[DATA RECORDS Boundary: Start]
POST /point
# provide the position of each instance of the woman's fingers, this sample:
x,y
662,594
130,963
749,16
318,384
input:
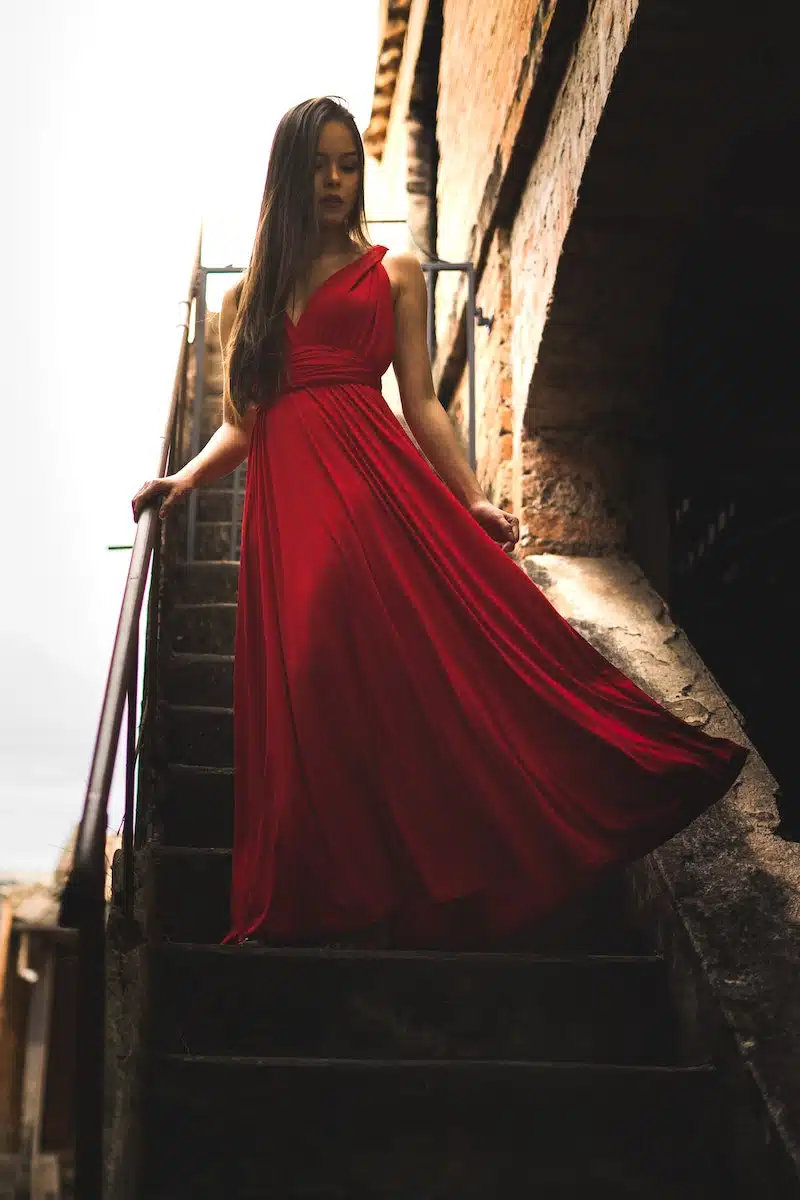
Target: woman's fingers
x,y
151,490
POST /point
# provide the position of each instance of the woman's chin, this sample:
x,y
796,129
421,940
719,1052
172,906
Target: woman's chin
x,y
330,217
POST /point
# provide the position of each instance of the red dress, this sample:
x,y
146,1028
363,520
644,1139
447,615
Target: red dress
x,y
417,731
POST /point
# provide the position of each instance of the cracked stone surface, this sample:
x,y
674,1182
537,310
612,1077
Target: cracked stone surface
x,y
734,883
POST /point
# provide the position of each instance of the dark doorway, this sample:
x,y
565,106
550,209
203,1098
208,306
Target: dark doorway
x,y
734,493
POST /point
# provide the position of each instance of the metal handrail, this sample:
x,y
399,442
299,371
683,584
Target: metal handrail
x,y
83,899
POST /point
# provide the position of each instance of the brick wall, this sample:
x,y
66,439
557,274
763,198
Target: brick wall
x,y
560,483
489,55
[DATA RECORDS Boundary: End]
YOUR OBJECTIVE: Only the number is needed here: how many lines of the listing include "each"?

EXERCISE RESULT: 7